** Start of Data rows **

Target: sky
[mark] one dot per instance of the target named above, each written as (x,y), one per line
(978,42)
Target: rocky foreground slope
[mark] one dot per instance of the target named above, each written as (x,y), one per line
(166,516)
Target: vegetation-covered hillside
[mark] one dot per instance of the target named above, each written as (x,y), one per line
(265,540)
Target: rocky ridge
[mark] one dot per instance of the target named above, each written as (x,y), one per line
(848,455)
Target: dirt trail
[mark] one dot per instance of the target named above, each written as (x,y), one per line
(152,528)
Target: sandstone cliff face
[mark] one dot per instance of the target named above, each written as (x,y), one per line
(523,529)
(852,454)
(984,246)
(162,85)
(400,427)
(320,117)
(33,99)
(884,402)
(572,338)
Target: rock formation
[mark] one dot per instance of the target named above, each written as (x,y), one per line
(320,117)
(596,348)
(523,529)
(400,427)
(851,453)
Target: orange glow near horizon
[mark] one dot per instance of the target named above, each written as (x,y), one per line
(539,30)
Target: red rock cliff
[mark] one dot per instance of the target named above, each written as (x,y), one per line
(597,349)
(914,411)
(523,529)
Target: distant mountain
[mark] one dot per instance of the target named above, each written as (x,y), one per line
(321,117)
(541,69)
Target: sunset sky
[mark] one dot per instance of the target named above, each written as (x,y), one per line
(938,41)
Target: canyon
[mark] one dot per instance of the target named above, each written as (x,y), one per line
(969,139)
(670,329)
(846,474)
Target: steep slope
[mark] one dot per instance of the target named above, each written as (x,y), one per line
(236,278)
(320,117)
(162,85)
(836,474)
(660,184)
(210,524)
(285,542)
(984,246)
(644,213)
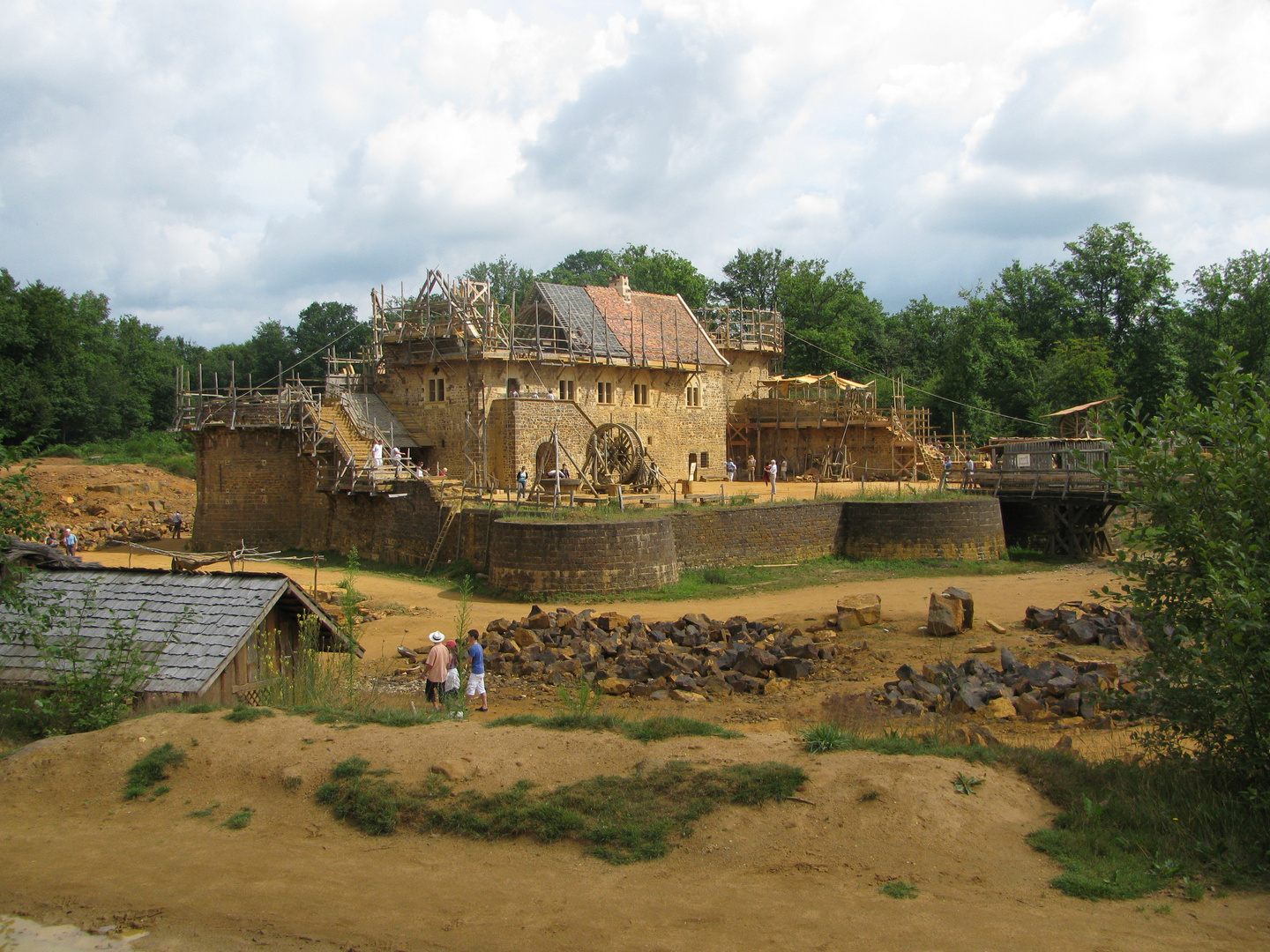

** End of Data rows **

Render the rows above as a Markdown table with two columns, Line and Text, giving each row a number and leaving out blank lines. Omit the pictures.

| Line | Text |
|---|---|
| 1 | Target: sky |
| 2 | [mark] one dot per instance of the target named above, each written as (x,y), one per line |
| 3 | (978,42) |
| 4 | Target: rocky foreground slope |
| 5 | [mark] one dot per instance of the target named above, each written as (x,y), one per line |
| 6 | (166,516) |
| 7 | Target: vegetation-covered hillside |
| 8 | [mark] one dot per instance of the target named above, each written as (x,y), one per line |
| 9 | (265,540) |
| 10 | Target: rocky ridge |
| 11 | [mark] one dot per instance of the target named above, each written as (x,y), one per line |
| 12 | (848,455) |
| 13 | Target: dirt trail |
| 14 | [mark] one dot per instance of the target named above, each written as (x,y), one per line |
| 15 | (152,528) |
| 16 | Target: sandstone cliff face |
| 17 | [mark] one dot per instance of the target named above, each written as (x,y), one per line |
| 18 | (523,529) |
| 19 | (852,454) |
| 20 | (984,246) |
| 21 | (162,85) |
| 22 | (400,427) |
| 23 | (320,117) |
| 24 | (33,99) |
| 25 | (884,402) |
| 26 | (572,338) |
| 27 | Target: rock formation |
| 28 | [mark] one dot per instance of the target named above, each written as (x,y), one per line |
| 29 | (320,117) |
| 30 | (596,348) |
| 31 | (523,529) |
| 32 | (400,427) |
| 33 | (851,453) |
| 34 | Target: orange glow near horizon |
| 35 | [mark] one dot per instance of the target named above, each written as (x,y), one per line |
| 36 | (539,30) |
| 37 | Target: red rock cliff |
| 38 | [mark] one dot per instance of the target named above, each written as (x,y), one per line |
| 39 | (597,349) |
| 40 | (914,411) |
| 41 | (523,529) |
| 42 | Target: distant mountain |
| 43 | [mark] one dot per instance of the target named above, each written as (x,y), one per line |
| 44 | (321,117) |
| 45 | (541,69) |
| 46 | Target: sunset sky |
| 47 | [mark] one dot per instance of the target named above, each written as (x,y), one per line |
| 48 | (938,41) |
| 49 | Target: canyon |
| 50 | [mark] one dot per instance of the target named above, each written as (x,y), one per line |
| 51 | (969,139) |
| 52 | (670,329) |
| 53 | (846,474) |
| 54 | Target: steep slope |
| 55 | [mark] one dot per instance of the target named above, each written as (x,y), one per line |
| 56 | (236,278) |
| 57 | (320,117) |
| 58 | (162,85) |
| 59 | (836,474) |
| 60 | (660,184) |
| 61 | (210,524) |
| 62 | (285,542) |
| 63 | (984,246) |
| 64 | (644,213) |